§ Problem description: What you return must match the records exactly, with every line included.

§ Dataset records:
"""
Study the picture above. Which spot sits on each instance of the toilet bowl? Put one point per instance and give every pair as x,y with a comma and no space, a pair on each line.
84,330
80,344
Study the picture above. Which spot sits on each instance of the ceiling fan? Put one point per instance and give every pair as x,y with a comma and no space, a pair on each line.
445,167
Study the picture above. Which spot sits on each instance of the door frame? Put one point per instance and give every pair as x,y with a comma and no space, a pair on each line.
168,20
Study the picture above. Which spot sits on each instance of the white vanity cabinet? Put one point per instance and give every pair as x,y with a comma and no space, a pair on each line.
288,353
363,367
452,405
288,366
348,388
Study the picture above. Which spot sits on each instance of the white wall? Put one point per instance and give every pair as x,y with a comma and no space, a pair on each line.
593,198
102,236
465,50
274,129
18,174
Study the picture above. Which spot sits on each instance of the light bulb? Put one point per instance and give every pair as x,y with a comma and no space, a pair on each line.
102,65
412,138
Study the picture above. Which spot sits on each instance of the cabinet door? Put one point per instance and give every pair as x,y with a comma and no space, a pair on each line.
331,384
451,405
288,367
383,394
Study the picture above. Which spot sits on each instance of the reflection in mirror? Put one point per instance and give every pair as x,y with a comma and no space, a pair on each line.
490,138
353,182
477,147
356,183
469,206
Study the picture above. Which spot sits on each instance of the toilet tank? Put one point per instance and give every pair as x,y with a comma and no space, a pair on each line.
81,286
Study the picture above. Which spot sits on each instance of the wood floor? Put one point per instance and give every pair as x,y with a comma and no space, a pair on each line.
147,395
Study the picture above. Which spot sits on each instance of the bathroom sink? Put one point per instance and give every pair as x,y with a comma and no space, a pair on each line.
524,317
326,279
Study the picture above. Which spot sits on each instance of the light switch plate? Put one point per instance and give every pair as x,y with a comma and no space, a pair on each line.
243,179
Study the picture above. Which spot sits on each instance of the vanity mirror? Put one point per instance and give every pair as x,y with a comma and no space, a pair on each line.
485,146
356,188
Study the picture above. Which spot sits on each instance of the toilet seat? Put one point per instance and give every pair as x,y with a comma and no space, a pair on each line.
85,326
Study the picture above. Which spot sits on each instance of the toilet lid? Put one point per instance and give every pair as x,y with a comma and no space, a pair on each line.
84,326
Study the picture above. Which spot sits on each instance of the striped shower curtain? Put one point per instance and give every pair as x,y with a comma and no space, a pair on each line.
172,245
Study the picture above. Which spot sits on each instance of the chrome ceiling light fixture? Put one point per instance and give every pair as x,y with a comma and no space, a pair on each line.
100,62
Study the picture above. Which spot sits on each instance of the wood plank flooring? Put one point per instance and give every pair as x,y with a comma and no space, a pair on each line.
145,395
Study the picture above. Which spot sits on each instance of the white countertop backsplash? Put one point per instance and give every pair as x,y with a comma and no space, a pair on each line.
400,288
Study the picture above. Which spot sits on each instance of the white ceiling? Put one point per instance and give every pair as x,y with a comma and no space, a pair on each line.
"""
§ Answer to this task:
Study the picture above. Which spot sits on each instance of the toilet bowl? Put one point per instance and give every pair as x,y with a comma and no space, a pair on each line.
84,330
80,344
Study the picture above. Which spot sits on each instance of the ceiling fan? Put one point per instance and give every pair as x,y with a comma and no space, a pair on each line.
445,167
Study the picture above. Which spot sits on each instance of the door frame? Put one point per instance and give every pair as x,y with a comma and no space, a pair on each line.
168,20
Study the picture above. Which spot sits on each instance of the white vanity cabinet? Put one point per instance and give every pair as x,y with a comma and no space, a pair on each line.
288,353
363,367
452,405
288,366
348,388
Study the picture above. Which spot sits on each instance of the white wall? Put one point per instance and give every pair as x,y with a comma and no space, a pair on each line.
593,198
102,236
465,50
274,129
18,174
Study the picture above. Which spot sits on each instance of the light bulb? Put one point per instance and give every pair as x,y with a comma and no space, a pair on each line.
102,65
412,138
Study the picture above. Which spot sits on each instance of the cabinet door? Put one point per instance and give every pair as x,y with a comma and no space, a pair on each line.
331,384
451,405
288,367
383,394
Study the picture above. Which spot sits on each instance of the reflection in mirror? Put one point per instance and give every pair as x,y with a comma and no space, a pair on each line.
490,138
353,182
477,147
356,183
469,206
Study the picture above. Which spot sits on each instance of the toilet tank? Put one point per instance and give every pair as x,y with a comma and no space, a pair on each line.
81,286
Study the picture above. Which spot sits on each instance of the wood floor? Put one point per instance and give every pair as x,y with a comma and no space, a pair on each line.
147,395
Study the picture above. Which spot sits on each instance of the bathroom sink? Put one point per instance and give every pair as x,y with a comma and no space, a pair on each line.
524,317
326,279
Study the picture above. Which spot sits on each instance of the light switch plate? Put one point per instance and give every pair as x,y with a comma and no space, a pair on each line.
243,179
Study the picture above. Which spot sits on each instance of the vanity mirror? Put one point per instance and give every pair as x,y with a comma and no space, a pair on each line.
485,146
356,188
Study the picture above. Which spot sits on each instance of the toilet seat? Put one point per instance and give every pair as x,y with a comma and no space, a pair on each line.
85,326
Study the picture above. Which spot sits on each instance of the toilet lid? Put one point per instance and give every pair as x,y with a comma and no space, a pair on each line.
84,326
Study the picture above. Which spot sits on each instance of the striped shower curtain? Put one point per instance and give every pair as x,y with a comma and no space, a pair on each line.
172,245
Study the picture above. Which spot sits on each instance of the chrome ceiling light fixture? Put one point per instance and give every pair as x,y with a comma and no space, a pair on each line.
100,62
Study the picture above. Which spot sits on each instance of the wood plank flooring? Put one point per instance and give every pair as x,y with a comma and no space, a pair on each line.
145,395
Study the picture above. Which spot sits on each instance of the white countertop backsplash? Put one point per instance and give every pair as x,y with a comma and no space, a pair on each line.
400,288
Study the picture above. Which spot sits on each instance of the white ceiling? Put one point per instance and give every pair as x,y with a comma and no space, a pair on each line.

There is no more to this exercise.